DIRECTIONS
Which lines of the material contain the word "floor"? Return each of those lines, treating uppercase and lowercase as different.

Data entries:
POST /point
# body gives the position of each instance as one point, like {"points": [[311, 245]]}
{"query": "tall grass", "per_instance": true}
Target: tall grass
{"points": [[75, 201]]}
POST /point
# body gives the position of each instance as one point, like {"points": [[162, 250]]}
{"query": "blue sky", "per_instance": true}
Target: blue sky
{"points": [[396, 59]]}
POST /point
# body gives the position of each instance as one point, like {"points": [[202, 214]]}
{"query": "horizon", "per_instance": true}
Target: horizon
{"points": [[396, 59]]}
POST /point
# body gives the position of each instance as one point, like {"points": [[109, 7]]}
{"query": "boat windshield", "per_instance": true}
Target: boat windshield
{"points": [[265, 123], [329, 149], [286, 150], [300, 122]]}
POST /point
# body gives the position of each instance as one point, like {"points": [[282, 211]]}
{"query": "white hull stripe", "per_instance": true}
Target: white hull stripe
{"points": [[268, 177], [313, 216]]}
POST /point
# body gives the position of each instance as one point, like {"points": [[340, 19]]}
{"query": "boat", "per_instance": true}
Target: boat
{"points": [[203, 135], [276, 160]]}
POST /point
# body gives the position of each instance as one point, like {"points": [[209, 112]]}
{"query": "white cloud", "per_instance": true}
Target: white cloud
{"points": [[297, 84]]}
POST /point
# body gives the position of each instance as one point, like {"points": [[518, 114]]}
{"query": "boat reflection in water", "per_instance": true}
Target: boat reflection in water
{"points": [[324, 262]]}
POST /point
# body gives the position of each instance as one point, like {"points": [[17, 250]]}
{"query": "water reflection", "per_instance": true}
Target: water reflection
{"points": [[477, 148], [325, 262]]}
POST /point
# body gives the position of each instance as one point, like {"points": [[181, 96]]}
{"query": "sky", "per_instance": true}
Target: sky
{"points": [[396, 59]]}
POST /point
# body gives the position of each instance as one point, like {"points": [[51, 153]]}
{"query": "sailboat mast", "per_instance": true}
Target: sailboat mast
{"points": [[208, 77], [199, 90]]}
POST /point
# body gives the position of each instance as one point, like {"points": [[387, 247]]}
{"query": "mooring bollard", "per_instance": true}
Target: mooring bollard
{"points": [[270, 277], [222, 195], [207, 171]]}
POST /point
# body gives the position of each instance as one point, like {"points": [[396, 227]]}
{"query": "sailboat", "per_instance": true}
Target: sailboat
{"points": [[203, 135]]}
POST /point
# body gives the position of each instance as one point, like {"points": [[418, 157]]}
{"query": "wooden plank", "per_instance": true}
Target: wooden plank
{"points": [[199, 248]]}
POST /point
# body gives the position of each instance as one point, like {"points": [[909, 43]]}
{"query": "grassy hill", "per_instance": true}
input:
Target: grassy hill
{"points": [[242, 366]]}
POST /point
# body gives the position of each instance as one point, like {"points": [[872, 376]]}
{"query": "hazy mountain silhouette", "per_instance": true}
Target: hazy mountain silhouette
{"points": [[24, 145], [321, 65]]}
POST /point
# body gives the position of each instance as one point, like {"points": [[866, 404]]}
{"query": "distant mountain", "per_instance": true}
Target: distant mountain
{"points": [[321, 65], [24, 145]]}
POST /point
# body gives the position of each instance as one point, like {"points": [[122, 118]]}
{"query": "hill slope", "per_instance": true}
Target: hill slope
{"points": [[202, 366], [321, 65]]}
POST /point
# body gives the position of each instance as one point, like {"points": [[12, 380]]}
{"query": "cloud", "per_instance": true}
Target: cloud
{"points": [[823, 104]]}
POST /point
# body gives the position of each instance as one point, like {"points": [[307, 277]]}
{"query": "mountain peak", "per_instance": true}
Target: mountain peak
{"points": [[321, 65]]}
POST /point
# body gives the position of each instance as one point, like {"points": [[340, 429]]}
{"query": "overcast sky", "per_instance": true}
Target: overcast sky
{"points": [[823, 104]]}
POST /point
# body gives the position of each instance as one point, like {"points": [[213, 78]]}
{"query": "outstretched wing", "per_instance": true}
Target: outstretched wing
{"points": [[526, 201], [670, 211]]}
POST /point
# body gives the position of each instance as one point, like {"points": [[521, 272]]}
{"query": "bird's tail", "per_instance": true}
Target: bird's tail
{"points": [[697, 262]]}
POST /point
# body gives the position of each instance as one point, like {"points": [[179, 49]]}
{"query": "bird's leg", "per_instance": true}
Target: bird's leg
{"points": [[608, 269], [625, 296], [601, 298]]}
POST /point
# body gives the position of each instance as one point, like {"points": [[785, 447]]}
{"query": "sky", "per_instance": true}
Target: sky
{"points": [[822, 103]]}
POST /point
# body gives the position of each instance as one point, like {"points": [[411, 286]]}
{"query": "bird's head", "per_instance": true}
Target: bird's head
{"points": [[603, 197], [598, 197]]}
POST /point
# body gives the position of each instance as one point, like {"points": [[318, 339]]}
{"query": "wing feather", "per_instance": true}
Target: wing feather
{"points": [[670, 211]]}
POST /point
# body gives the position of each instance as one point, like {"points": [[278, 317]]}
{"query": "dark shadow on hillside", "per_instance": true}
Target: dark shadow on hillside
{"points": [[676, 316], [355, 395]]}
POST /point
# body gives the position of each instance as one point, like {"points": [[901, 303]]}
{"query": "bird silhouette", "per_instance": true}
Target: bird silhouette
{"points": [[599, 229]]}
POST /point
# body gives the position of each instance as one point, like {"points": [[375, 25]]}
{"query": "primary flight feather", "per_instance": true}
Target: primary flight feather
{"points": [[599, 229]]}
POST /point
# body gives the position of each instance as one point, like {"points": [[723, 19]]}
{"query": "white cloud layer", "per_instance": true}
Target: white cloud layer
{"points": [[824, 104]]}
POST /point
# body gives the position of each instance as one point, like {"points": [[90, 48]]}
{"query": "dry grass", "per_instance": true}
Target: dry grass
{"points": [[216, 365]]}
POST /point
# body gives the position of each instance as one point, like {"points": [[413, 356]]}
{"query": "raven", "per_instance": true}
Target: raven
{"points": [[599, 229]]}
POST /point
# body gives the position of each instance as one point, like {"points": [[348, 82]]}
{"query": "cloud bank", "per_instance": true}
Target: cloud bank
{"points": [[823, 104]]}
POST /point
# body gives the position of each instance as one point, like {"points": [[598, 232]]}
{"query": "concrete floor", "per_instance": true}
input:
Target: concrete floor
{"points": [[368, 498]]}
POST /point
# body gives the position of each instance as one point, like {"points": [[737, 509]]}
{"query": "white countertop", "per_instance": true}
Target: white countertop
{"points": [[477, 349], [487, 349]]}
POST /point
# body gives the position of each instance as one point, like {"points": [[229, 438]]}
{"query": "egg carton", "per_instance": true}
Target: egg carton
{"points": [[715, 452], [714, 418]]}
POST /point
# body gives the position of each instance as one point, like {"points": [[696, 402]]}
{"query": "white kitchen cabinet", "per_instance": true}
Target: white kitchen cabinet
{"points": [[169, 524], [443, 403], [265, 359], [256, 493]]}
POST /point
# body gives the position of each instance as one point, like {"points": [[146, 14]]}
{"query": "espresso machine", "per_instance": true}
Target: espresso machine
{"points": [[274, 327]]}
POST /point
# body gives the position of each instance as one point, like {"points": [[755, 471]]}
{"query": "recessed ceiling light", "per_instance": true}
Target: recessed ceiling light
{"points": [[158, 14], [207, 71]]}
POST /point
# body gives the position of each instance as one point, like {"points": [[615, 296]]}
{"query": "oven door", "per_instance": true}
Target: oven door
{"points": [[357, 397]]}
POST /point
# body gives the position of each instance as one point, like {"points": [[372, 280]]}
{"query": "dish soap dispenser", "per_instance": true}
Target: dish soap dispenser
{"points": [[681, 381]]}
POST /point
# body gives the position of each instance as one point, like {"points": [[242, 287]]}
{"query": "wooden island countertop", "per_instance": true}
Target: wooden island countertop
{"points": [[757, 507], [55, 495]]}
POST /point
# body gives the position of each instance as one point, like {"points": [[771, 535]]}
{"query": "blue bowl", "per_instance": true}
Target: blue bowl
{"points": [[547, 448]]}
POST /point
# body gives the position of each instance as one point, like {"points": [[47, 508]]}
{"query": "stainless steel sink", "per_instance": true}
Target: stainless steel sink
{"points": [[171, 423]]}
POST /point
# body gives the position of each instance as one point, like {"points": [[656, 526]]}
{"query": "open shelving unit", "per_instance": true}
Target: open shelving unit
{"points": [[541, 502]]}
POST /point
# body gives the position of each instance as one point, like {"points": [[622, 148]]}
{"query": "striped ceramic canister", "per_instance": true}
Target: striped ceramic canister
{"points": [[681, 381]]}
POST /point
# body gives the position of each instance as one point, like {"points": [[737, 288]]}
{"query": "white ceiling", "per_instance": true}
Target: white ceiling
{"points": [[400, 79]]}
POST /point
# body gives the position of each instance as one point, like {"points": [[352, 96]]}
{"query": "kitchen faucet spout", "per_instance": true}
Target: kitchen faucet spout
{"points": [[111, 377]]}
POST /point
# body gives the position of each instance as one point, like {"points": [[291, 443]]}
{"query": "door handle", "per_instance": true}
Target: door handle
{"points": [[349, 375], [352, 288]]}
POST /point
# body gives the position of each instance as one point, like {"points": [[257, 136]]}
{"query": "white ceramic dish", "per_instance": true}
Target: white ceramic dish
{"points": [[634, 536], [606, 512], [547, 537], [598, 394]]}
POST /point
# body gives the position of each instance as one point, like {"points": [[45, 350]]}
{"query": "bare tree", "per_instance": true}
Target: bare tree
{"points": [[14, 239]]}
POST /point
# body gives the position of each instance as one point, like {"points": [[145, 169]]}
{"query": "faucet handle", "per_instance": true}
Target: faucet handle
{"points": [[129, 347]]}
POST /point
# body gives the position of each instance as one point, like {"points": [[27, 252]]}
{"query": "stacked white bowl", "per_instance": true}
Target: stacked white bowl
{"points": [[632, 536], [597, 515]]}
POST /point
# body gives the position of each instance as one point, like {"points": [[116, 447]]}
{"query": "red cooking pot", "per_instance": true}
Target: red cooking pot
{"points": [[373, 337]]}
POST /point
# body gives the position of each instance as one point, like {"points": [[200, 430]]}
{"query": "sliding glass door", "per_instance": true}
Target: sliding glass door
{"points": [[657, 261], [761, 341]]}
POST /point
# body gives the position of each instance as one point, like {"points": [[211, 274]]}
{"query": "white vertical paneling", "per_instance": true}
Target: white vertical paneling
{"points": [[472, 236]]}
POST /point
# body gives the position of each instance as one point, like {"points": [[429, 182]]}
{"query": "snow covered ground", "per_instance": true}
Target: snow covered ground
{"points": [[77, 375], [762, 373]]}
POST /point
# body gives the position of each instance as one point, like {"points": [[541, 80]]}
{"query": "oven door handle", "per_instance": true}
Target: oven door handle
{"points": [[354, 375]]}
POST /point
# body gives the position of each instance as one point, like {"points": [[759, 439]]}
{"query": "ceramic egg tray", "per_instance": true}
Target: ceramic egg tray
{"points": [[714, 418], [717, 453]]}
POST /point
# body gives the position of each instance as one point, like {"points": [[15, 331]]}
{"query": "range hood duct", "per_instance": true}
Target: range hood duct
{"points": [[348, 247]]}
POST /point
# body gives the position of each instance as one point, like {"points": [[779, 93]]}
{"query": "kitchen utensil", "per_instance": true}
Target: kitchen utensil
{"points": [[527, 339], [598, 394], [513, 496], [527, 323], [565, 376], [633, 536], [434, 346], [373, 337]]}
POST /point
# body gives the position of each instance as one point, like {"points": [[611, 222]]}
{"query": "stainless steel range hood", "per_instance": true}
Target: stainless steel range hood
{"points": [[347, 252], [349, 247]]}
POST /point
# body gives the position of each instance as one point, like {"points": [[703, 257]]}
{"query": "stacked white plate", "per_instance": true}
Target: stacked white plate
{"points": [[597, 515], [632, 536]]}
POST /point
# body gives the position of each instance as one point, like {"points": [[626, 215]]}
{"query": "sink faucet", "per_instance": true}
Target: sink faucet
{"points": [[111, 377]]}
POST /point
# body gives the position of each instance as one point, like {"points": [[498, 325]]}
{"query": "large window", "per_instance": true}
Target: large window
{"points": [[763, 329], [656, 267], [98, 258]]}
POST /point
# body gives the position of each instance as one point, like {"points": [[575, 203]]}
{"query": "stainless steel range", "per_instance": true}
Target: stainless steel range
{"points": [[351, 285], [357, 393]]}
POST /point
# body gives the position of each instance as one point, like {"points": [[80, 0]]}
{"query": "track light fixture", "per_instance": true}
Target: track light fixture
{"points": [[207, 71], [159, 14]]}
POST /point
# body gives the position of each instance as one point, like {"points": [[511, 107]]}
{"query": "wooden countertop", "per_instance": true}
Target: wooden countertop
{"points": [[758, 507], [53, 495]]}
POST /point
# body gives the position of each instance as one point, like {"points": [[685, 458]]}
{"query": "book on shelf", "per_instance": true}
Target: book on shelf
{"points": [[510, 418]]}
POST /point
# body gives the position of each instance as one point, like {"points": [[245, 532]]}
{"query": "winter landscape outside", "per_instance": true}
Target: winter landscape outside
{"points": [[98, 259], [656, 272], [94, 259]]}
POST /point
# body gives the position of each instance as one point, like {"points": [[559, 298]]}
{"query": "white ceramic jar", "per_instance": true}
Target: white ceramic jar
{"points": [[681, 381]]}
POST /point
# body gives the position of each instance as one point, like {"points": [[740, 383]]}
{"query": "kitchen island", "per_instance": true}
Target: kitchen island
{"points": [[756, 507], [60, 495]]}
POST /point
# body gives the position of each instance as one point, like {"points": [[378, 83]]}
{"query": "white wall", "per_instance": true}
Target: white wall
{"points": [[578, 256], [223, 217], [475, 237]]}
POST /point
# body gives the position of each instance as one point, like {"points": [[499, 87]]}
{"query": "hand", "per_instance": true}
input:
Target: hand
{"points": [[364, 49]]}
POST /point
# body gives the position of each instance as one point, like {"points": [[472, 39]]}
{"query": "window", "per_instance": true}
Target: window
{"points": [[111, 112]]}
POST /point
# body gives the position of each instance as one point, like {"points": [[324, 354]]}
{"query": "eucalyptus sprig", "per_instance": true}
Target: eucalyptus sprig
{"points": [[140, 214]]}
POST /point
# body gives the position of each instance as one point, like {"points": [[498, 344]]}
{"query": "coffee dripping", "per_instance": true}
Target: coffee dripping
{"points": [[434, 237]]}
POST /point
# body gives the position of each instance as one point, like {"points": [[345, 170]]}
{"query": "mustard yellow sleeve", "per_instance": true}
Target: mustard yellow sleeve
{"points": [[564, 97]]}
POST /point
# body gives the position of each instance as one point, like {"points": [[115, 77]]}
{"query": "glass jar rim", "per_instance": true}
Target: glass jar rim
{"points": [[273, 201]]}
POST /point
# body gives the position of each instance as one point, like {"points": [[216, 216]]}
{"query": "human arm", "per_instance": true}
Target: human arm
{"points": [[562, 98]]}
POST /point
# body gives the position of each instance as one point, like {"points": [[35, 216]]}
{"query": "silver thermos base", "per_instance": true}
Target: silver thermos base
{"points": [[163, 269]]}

ANSWER FOR THIS EXERCISE
{"query": "concrete floor", "per_instance": true}
Target: concrete floor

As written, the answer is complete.